(Exercise input)

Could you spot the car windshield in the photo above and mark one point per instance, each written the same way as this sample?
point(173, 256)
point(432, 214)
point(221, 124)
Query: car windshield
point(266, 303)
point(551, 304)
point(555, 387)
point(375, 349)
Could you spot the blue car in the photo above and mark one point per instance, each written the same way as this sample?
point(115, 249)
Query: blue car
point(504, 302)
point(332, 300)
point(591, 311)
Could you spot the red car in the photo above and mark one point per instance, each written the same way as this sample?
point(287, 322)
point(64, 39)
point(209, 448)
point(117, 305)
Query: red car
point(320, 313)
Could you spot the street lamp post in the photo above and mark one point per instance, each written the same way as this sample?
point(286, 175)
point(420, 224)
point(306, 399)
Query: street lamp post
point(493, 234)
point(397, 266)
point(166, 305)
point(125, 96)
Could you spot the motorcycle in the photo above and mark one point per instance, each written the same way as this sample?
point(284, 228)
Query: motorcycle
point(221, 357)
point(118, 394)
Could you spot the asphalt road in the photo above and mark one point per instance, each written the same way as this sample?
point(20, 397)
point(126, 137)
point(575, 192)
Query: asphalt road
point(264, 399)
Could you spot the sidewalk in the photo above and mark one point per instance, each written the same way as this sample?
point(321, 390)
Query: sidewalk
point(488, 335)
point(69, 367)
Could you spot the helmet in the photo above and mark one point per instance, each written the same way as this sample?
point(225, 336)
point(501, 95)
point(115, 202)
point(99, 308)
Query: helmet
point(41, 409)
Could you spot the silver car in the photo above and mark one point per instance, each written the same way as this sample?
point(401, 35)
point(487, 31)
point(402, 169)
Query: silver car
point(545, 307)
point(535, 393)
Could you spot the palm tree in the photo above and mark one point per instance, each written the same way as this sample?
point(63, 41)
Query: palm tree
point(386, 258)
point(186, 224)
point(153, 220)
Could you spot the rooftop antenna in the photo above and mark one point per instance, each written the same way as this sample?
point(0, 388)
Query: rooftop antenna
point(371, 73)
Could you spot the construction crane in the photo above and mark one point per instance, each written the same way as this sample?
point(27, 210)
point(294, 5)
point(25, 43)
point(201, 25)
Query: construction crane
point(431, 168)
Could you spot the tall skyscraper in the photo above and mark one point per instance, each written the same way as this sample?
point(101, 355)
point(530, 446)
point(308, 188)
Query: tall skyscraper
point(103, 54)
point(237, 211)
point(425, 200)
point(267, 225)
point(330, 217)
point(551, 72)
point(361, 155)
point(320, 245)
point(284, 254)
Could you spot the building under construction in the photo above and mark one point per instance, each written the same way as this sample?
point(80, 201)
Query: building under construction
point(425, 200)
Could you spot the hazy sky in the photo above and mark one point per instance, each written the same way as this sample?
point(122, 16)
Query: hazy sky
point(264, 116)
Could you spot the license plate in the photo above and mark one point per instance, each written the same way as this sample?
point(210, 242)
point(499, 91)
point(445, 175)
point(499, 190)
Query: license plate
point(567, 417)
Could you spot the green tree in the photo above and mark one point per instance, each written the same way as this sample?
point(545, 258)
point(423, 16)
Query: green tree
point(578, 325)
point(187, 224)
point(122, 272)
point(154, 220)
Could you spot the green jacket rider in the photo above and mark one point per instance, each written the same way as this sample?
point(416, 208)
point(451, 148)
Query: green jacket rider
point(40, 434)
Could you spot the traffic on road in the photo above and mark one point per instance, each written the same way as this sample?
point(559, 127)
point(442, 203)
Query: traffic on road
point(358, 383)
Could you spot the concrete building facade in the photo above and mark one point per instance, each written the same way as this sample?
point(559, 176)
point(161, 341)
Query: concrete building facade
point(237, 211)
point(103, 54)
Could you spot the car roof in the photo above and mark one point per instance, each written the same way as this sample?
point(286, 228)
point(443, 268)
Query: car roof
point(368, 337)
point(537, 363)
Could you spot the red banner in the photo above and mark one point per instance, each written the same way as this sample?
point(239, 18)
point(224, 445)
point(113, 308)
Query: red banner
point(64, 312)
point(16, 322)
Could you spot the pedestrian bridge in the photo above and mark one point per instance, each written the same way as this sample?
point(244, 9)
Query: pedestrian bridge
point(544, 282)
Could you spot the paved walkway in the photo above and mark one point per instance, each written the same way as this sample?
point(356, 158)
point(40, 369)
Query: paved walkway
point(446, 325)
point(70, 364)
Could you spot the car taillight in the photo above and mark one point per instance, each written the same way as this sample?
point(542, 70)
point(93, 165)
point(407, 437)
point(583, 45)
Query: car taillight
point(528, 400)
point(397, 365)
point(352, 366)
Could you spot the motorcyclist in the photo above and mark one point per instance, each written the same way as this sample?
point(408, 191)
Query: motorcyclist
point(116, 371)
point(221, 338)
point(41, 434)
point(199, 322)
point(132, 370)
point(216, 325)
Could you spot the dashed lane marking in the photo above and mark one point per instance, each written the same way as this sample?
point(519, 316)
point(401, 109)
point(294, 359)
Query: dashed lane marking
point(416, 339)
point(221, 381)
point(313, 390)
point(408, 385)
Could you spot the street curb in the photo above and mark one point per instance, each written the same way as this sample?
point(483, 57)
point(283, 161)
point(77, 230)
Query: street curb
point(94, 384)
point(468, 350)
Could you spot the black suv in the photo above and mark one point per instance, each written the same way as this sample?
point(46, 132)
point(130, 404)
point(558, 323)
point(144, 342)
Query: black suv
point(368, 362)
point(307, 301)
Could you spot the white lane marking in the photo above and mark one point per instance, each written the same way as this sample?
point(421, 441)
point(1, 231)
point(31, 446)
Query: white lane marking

(End Exercise input)

▶ _How to complete this task_:
Go line by line through the entries above and tally those that hold the word "white"; give the tally alone.

▶ _Written solution_:
2